Dataset records

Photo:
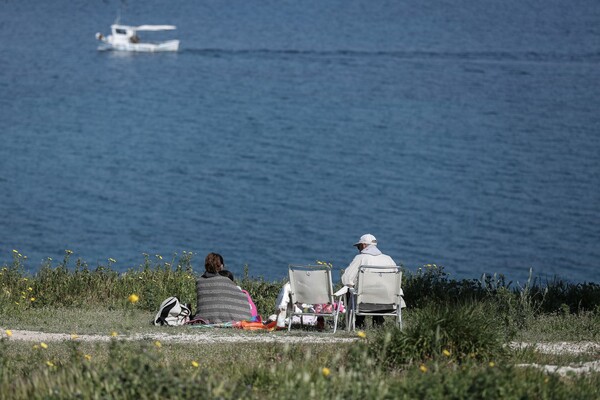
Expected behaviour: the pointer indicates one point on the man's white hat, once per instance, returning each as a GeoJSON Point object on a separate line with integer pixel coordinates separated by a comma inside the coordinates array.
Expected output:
{"type": "Point", "coordinates": [367, 239]}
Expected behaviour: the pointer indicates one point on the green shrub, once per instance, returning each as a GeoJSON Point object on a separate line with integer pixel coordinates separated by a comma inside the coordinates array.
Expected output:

Given exercise: Copy out every line of the records above word for word, leaving out the pictures.

Complete answer:
Photo:
Expected behaviour: the pointer indicates one point on the man's white hat, once per instance, returning each as a GeoJSON Point object on a separate line with integer pixel coordinates separated by a comma inside the coordinates array.
Expected output:
{"type": "Point", "coordinates": [367, 239]}
Expected behaviour: the pointer indicates one point on the green shrub, once per instance, returning each as a GeoJSON Point object on a separate line with integer pixel coordinates separated by a comma inside the coordinates array.
Expected output:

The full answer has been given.